__Source excerpt__.

Good fortune, in the form of low oil prices and interest rates, has played a part. The export boom owes something to the recent pickup in world trade and the cheapness of the euro. But these have helped all euro-zone countries; they do not explain the fact that Spain is gaining global market share, notes José Manuel González-Páramo, a director of BBVA, a bank.
Rather, much of Spain’s success is down to its structural reforms. In an election in November 2011, Mr Rajoy won an absolute majority, displacing the hapless Socialist government of José Luis Rodríguez Zapatero. The new team took three fundamental measures: reforming the labour market, cleaning up the financial system and curbing a burgeoning fiscal deficit.
The labour reform brought flexibility to a rigid system. It cut severance pay from 45 days to 33 days per year worked; in the past companies sometimes closed because they could not afford to lay off workers. More importantly, Spain devolved wage bargaining to firm level, helping to make companies competitive.
Spanish banks still have more dud loans than their European peers, but credit is flowing again. This month euro-zone banking supervisors forced the shaky Banco Popular, the country’s sixth-largest, into a takeover by Santander; that led bond yields for some smaller lenders to rise. But “nobody is confusing Popular’s situation with the system as a whole”, says Mr González-Páramo. The debt of households and firms has fallen. Meanwhile, tax increases and spending cuts shrank the budget deficit from 10.6% in 2012 to 4.3% last year.
To the rest of southern Europe, this looks rather good. Italy’s GDP did not fall as far as Spain’s in the crisis, and its budget deficit and unemployment rate never went as high. But neither has it experienced a strong recovery: growth is stuck at around 1% and unemployment, still over 11%, is barely declining. While Spain’s labour costs fell, Italy’s kept rising, so its export growth has been far weaker. Greece’s labour costs have fallen, but it has scarcely any export industry to take advantage of them. And its grudging reforms and political bickering have deterred the investment that would be needed to create them.
Make Talavera great again
Spain may be an example to others, but its own recovery is far from complete. Public debt has surged to around 100% of GDP, and the government does not expect a primary fiscal surplus (ie, before interest payments) until next year. “We have lost a decade, and our GDP today should have been at least 20% higher than it is,” says Mr Guindos. “That is the legacy of the bust.” Almost 230,000 companies perished, says Mr Sainz. Real average wages are about where they were a decade ago. Unemployment is still close to 3.5m (or 17%), though that is well down on the peak of 5m. Spain’s once-stable two-party political system has been shaken, especially by the rise of Podemos, a far-left group which claimed 21% of the vote in an election last year.
Talavera de la Reina, in the Tagus valley an hour and 40 minutes south-west of Madrid by train, was long known chiefly for its blue and yellow hand-painted pottery. It is now notorious for unemployment. Although the town’s population has shrunk by 5,000 (to 85,000) since 2012, its jobless rate is still around 35%.

__Short exercise A__. From the article on Spain's economy, reproduce the stretch from "Good fortune, in" through "BBVA, a bank.".
__Short exercise B__. According to the article on Spain's economy, how much did the labor reform cut severance pay?
__Short exercise C__. Write the next part of the article on Spain's economy, picking up after its last sentence.

__Dataset entries__.
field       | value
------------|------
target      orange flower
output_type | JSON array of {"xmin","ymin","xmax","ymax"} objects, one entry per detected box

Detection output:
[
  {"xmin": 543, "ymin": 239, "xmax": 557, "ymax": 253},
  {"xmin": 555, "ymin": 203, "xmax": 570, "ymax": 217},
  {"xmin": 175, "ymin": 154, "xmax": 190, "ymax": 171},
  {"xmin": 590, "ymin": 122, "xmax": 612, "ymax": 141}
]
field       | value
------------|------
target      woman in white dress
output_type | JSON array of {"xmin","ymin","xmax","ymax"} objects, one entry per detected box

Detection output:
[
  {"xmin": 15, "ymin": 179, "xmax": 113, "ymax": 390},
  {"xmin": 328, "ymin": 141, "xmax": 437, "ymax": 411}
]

__Written answer A__.
Good fortune, in the form of low oil prices and interest rates, has played a part. The export boom owes something to the recent pickup in world trade and the cheapness of the euro. But these have helped all euro-zone countries; they do not explain the fact that Spain is gaining global market share, notes José Manuel González-Páramo, a director of BBVA, a bank.

__Written answer B__. From 45 days to 33 days per year worked.

__Written answer C__.
On the wall of the bullring someone has spray-painted, in English, “Make Talavera Great Again”. There is only the faintest hope of that. Its pottery has fallen out of fashion; nobody thinks its textile or construction jobs will come back in numbers. The exhibition centre, usually used for livestock fairs, hosted a two-day “Job and Enterprise Fair” earlier this month, but only about 100 jobs were on offer. “Talavera needs to change its economic structure,” says Joaquín Echeverría of the local chamber of commerce.
That applies to the country as a whole. Most Spanish companies are small, family-owned businesses which do not innovate, export or grow. That is partly because they face regulatory barriers. If a firm has 50 workers it must create a union committee. If its sales exceed €6m—a threshold unchanged for 20 years—it faces more onerous tax procedures.
Some digital startups must cope with too little regulation rather than too much. Fintech companies need a regulator if they are to be trusted by customers and funders, says Martha Planas, who co-founded Digital Origin, an electronic microloan and payment service. “If the government doesn’t make the [digital] ecosystem happen, we will have to leave,” she says.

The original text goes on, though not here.